Start of Page text
Stock-based compensation expense of $105,817 and $7,050 was recorded during the years ended December 31, 2024 and 2023, respectively. As of December 31, 2024, the remaining unrecognized compensation cost related to non-vested options is $58,791.

 

As of December 31, 2024, the outstanding stock options have a weighted average remaining contractual life of 6.73 years and a total intrinsic value of $0.

 

Warrants

 

As further disclosed above, on June 3, 2024, the IPO was completed, resulting in the issuance of 1,240,910 units. Each unit offered under the underwriting agreement consists of one share of common stock, one tradeable warrant to purchase one share of common stock with an exercise price of $6.33 and a 5 five-year exercise term; and one non-tradeable warrant to purchase one-half of one share of common stock with an exercise price of $6.33 and a 5 five-year exercise term.

 

The underwriting agreement also provided for the issuance of 83,639 warrants to the Representative with an exercise price of $6.33 and a 5 five-year exercise term. In addition, the underwriters partially exercised its over-allotment option, resulting in the issuance of 76,538 Tradeable Warrants and 76,538 Non-tradeable Warrants with an exercise price of $6.33 and a 5 five-year exercise term.
End of Page text
Start of Data supplied
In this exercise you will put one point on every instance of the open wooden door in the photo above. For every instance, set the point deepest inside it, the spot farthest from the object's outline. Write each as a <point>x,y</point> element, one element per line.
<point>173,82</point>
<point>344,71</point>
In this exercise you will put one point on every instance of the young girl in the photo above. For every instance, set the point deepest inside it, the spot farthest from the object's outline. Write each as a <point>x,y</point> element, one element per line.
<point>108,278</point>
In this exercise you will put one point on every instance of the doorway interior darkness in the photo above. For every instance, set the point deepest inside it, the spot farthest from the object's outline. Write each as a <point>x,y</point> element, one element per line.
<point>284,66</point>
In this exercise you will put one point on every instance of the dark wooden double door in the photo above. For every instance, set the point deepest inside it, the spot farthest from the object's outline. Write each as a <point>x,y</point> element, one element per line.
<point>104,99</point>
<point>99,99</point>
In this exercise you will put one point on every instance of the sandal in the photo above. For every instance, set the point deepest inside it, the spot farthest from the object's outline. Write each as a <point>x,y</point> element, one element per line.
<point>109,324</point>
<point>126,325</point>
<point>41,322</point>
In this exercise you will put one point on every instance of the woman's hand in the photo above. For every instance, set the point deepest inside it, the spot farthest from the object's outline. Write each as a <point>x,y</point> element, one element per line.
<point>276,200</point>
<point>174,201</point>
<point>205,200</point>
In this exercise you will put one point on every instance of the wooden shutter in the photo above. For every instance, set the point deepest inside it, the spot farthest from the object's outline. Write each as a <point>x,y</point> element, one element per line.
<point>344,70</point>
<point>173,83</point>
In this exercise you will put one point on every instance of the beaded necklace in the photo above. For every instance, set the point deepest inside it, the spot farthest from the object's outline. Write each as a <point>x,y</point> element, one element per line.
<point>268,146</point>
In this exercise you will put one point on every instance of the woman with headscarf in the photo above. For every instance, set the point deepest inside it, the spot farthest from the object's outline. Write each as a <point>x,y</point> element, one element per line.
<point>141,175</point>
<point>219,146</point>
End of Data supplied
Instructions:
(1) According to the stock compensation and warrants note above, why were 76,538 Tradeable Warrants and 76,538 Non-tradeable Warrants issued?
(2) In the stock compensation and warrants note above, retype everything from "As of December 31, 2024, the outstanding" down to "value of $0.".
(3) Answer these from the stock compensation and warrants note above:
(a) How much stock-based compensation expense was recorded during the year ended December 31, 2024?
(b) As of December 31, 2024, what is the weighted average remaining contractual life of the outstanding stock options?
(c) How many warrants did the underwriting agreement provide for issuing to the Representative?

Answers for the exercise:
(1) The underwriters partially exercised their over-allotment option. That exercise led to the issuance of 76,538 Tradeable Warrants and 76,538 Non-tradeable Warrants, each with an exercise price of $6.33.

(2)
As of December 31, 2024, the outstanding stock options have a weighted average remaining contractual life of 6.73 years and a total intrinsic value of $0.

(3)
(a) $105,817
(b) 6.73 years
(c) 83,639 warrants